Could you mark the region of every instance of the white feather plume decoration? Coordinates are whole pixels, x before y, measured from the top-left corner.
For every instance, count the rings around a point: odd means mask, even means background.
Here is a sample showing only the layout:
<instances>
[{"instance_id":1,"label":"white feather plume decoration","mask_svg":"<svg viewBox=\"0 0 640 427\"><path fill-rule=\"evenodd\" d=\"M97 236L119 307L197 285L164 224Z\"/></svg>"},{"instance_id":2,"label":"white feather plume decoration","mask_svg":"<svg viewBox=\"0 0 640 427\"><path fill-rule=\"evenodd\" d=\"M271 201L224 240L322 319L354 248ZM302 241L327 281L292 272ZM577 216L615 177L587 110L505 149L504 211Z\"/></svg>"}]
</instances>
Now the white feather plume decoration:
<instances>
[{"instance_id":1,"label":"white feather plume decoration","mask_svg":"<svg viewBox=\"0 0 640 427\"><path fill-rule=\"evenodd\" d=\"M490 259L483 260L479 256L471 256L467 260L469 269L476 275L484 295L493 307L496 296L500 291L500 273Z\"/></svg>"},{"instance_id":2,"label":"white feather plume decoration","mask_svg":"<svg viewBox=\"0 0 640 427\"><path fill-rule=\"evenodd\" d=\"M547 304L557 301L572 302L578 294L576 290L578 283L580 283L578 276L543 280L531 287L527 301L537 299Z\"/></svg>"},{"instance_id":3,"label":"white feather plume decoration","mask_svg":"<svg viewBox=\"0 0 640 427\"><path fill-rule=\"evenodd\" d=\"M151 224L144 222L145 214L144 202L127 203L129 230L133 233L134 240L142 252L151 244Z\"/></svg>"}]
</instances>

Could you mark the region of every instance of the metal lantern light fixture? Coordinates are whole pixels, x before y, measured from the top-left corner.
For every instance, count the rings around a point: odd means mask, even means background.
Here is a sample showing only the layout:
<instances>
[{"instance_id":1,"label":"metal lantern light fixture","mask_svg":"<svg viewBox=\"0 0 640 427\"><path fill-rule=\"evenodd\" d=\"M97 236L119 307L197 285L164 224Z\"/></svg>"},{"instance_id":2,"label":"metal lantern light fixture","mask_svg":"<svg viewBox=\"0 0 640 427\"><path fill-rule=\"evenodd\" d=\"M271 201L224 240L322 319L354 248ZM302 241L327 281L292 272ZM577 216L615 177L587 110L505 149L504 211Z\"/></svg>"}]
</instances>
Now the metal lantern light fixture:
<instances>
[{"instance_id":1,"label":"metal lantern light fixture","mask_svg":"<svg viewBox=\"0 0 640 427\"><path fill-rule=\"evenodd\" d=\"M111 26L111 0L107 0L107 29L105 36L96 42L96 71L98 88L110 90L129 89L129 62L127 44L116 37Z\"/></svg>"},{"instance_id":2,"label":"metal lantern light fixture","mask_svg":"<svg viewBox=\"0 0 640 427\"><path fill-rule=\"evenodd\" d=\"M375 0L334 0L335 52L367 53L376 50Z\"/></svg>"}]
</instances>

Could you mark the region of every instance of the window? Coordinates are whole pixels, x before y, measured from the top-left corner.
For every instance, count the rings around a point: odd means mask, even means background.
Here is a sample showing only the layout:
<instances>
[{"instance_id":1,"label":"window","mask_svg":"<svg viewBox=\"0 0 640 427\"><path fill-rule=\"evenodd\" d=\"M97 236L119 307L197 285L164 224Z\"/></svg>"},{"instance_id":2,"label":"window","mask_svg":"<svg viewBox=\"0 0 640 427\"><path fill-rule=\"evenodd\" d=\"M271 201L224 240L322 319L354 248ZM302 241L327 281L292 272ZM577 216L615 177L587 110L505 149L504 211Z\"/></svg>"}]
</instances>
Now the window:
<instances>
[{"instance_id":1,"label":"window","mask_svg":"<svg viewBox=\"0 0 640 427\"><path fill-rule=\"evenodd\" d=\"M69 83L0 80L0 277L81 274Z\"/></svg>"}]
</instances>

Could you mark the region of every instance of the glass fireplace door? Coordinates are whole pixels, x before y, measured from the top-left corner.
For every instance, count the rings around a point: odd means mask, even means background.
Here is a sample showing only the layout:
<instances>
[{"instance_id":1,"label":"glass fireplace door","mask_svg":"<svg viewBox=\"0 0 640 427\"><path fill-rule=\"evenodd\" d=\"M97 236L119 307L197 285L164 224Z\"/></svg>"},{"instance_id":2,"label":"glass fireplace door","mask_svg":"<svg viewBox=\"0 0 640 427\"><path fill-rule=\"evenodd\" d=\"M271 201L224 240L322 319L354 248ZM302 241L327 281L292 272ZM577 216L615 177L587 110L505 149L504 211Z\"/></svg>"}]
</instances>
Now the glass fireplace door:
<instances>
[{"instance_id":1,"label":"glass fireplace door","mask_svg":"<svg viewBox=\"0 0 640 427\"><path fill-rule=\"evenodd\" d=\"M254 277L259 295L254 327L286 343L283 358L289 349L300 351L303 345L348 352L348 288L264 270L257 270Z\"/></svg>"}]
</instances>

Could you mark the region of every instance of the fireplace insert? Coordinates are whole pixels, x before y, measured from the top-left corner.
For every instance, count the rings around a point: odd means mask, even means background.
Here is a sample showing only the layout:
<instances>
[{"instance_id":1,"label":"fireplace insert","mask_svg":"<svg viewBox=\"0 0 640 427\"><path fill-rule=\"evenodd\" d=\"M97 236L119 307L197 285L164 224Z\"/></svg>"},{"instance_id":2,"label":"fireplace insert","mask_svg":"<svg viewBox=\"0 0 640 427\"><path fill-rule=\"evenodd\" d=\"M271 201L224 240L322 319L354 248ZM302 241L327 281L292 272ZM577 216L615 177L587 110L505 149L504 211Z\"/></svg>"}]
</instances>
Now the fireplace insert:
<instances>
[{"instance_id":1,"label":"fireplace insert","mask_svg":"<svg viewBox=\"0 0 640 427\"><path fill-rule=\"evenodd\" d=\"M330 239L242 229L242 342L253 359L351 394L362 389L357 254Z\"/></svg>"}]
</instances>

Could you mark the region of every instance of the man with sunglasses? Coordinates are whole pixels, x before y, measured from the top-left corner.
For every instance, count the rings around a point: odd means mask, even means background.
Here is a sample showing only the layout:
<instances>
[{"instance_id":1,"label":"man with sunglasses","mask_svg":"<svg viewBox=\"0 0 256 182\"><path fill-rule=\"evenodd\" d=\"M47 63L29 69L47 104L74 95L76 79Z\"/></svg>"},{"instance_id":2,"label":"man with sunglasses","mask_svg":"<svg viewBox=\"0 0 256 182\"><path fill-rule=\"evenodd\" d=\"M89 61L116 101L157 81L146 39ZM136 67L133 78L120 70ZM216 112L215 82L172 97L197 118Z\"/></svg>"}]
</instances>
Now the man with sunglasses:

• _PROBLEM REQUIREMENTS_
Exactly and only the lines from the line containing "Could you mark the region of every instance of the man" through the last line of the entries should be copied, both ends included.

• _EXERCISE ANSWER_
Could you mark the region of every instance of the man with sunglasses? Coordinates are whole pixels, x before y, measured from the top-left corner.
For every instance, count the rings around a point: odd means mask, even means background.
Here is a sample showing only the layout:
<instances>
[{"instance_id":1,"label":"man with sunglasses","mask_svg":"<svg viewBox=\"0 0 256 182\"><path fill-rule=\"evenodd\" d=\"M47 63L29 69L47 104L74 95L76 79Z\"/></svg>"},{"instance_id":2,"label":"man with sunglasses","mask_svg":"<svg viewBox=\"0 0 256 182\"><path fill-rule=\"evenodd\" d=\"M89 61L116 101L157 81L146 39ZM136 67L133 78L120 70ZM216 112L215 82L172 97L197 118Z\"/></svg>"}]
</instances>
Now the man with sunglasses:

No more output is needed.